** AIM OF THE EXERCISE **
Copy the rows from the line with "Point out blue egg carton in this frame." to the line with "[310,545,418,678]", both included, keeping the requests unchanged. Multiply every bounding-box coordinate by 0.2 and round each result to a whole number, with halves rounded up.

** PROVIDED MATERIAL **
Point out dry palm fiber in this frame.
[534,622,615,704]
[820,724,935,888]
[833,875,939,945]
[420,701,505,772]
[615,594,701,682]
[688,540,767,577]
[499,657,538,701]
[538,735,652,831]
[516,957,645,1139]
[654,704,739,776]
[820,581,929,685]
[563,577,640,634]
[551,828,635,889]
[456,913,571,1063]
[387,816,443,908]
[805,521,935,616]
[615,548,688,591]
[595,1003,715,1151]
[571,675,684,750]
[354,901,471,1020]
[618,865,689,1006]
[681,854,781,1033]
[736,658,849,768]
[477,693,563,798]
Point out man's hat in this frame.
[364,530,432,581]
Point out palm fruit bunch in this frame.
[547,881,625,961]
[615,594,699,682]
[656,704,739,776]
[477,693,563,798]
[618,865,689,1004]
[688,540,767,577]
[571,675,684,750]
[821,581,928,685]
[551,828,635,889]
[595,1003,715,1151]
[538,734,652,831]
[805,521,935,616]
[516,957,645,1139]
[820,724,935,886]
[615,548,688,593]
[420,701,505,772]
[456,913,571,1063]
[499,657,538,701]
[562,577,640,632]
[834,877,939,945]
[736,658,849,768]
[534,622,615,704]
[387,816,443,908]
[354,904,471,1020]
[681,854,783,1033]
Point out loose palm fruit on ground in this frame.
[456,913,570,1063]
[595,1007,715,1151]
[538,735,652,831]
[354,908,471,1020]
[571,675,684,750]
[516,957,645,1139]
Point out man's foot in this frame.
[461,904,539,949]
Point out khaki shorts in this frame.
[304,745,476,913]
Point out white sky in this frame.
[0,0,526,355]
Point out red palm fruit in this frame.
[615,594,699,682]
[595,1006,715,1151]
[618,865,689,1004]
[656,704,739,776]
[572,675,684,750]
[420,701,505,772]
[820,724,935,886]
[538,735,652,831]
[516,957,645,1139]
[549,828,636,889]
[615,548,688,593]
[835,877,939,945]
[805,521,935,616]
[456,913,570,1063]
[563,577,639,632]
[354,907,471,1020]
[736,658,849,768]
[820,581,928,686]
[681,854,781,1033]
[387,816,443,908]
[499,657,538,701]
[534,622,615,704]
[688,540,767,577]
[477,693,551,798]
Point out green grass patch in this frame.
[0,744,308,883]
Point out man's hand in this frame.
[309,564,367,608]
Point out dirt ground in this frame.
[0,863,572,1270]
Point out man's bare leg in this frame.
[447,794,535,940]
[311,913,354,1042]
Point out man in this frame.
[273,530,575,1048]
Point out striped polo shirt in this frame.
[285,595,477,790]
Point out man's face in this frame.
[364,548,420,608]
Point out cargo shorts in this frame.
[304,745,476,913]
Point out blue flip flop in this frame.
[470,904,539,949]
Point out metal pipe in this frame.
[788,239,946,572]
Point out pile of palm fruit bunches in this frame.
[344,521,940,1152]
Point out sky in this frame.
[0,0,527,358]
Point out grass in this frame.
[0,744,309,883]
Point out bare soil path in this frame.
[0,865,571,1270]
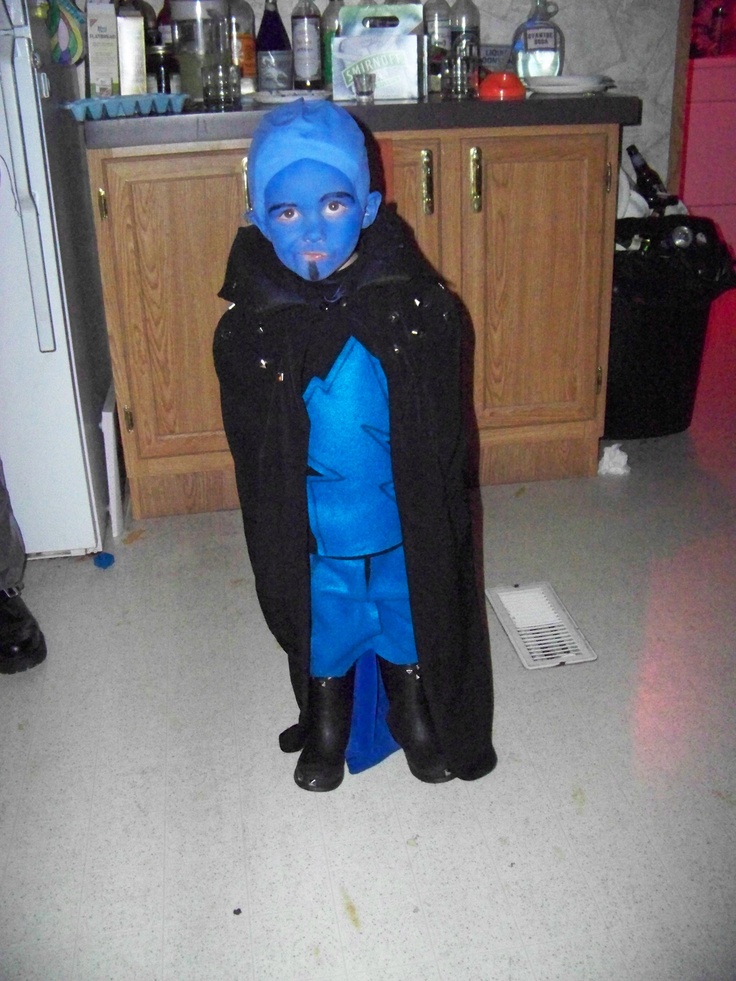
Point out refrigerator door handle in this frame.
[1,37,56,353]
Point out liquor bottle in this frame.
[116,0,147,95]
[424,0,452,92]
[450,0,480,55]
[322,0,345,86]
[291,0,322,90]
[626,143,678,214]
[156,0,174,45]
[228,0,258,95]
[511,0,565,78]
[256,0,293,92]
[133,0,158,48]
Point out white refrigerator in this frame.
[0,0,111,557]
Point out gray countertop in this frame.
[84,94,641,149]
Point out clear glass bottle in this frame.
[156,0,174,44]
[256,0,293,92]
[228,0,257,95]
[322,0,345,86]
[511,0,565,78]
[291,0,323,90]
[424,0,452,92]
[450,0,480,55]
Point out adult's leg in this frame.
[0,460,46,674]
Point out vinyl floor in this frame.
[0,302,736,981]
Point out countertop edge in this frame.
[82,94,642,150]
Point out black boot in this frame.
[378,658,454,783]
[0,589,46,674]
[294,667,355,791]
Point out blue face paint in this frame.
[253,158,381,281]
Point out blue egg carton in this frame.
[65,93,189,123]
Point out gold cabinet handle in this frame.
[240,154,251,214]
[470,146,483,211]
[421,150,434,215]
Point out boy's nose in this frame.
[304,215,324,242]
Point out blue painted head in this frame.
[248,100,381,280]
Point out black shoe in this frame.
[378,657,455,783]
[294,668,355,791]
[0,591,46,674]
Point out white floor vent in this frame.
[486,582,598,668]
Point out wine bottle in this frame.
[256,0,293,92]
[424,0,452,92]
[626,143,677,212]
[291,0,322,90]
[511,0,565,78]
[322,0,345,86]
[228,0,257,95]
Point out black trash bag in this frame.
[603,215,736,439]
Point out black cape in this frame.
[214,206,496,780]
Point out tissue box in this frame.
[332,3,426,100]
[87,0,120,99]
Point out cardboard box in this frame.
[87,0,120,99]
[332,3,426,101]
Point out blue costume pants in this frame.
[310,545,418,678]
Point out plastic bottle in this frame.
[256,0,293,92]
[322,0,345,86]
[291,0,323,90]
[511,0,565,78]
[450,0,480,54]
[424,0,452,92]
[156,0,174,44]
[228,0,257,95]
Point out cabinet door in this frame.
[91,151,244,517]
[443,127,618,482]
[379,133,441,269]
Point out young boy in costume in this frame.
[214,101,496,791]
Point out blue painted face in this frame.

** RESPONSE TO THIS TASK **
Point out blue egg carton in this frame.
[13,19,38,25]
Point out gold cabinet handle in this frame.
[48,31,50,43]
[94,29,97,42]
[84,30,87,43]
Point out boy's nose in this frame.
[61,43,65,48]
Point out blue painted head in this frame.
[50,20,76,56]
Point out black shoe in this frame.
[76,131,91,157]
[59,134,71,158]
[0,118,9,135]
Point out white floor vent in this frame.
[97,116,120,134]
Point out wine bottle in this frame.
[51,0,59,18]
[85,0,90,18]
[125,29,135,42]
[58,0,64,18]
[102,0,113,16]
[64,0,69,17]
[46,0,51,19]
Point out black trash bag in this frame.
[121,43,147,88]
Point out black cape in this frame.
[43,41,99,156]
Point out tissue box in this frame.
[66,1,85,20]
[17,0,24,20]
Point out cardboard box in this frame.
[17,0,24,20]
[66,1,85,20]
Point out blue costume pants in this frame.
[62,109,84,136]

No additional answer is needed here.